*Vorliegender Text*.
· · · ·

Ich tippe immer noch auf zu kurze Kette, nicht korrekt zusammengebaut oder Aufsetzer, auch wenn alles "nach Herstellerangaben" zusammengebaut wurde. Suche im Zweifel einen Radhändler auf und lasse ihn sich das anschauen.


----------



## MTB-News.de




----------



## Kettenglied (25. Juli 2010)

Viquell schrieb:


> danke für den Versuch
> 
> sorry , Cube hat ja auch nicht nur ein MTB ....
> ich fahre das Cube ELITE HPC Elixir R , also auch nicht gerade baumarktqualli.........
> ...



Ja und? DU sollst jetzt nachsehen ob es Cube wirklich so genau nimmt mit der Qualität. Nicht einfach nur sagen.

· · · ·

*Material*.
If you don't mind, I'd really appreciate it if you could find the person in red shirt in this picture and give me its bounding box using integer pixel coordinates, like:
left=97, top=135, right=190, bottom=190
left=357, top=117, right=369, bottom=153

· · · ·

*Ziel A*. Tausche im Forumstext zur Fahrradkette „Radhändler“ gegen „Fachhändler“ aus. Gib dabei das Stück wieder, das mit den Worten „Ich tippe immer“ beginnt und mit „sich das anschauen.“ endet.
*Ziel B*. Setze den Forumstext zur Fahrradkette dort fort, wo er aufhört.
Das Material steht für sich und gehört nicht zum Text.

*Erwartete Ausgabe A*.
Ich tippe immer noch auf zu kurze Kette, nicht korrekt zusammengebaut oder Aufsetzer, auch wenn alles "nach Herstellerangaben" zusammengebaut wurde. Suche im Zweifel einen Fachhändler auf und lasse ihn sich das anschauen.

*Erwartete Ausgabe B*.
Du hast nicht zufällig irgendwann einmal ein größeres Kettenblatt oder größere Kassette (mehr Zähne) draufgemacht, oder? Oder mal die Kette gewechselt oder so?


----------



## Viquell (25. Juli 2010)

ich habe wohl die komponenten gewechselt , aber alles in grössen wie es bei lieferung angebracht war , also nichts grösser , dennoch habe ich nach wie vor die sorgen , selbst der besuch in einigen fachgeschäften hat absolut keine lösung gebracht , immer wieder wurden mir schäden durch stürze oder anstossen unterstellt , was ich aber wie schon geschrieben absolut ausschliessen kann

für die neue woche stehen dann wieder kettenwechsel ( doch mal zwei glieder mehr ) und schaltaugenwechsel auf dem plan

mal schauen was es bringt , ich melde mich 

danke nochmal für die tips , mehr wie alles versuchen wird wohl nicht bleiben 

danke aus Ahrweiler 

Viquell


----------



## DrDeelux (3. August 2010)

Mach da mal nicht einfach n paar Kettenglieder mehr sondern schau nach der RICHTIGEN Kettenlänge.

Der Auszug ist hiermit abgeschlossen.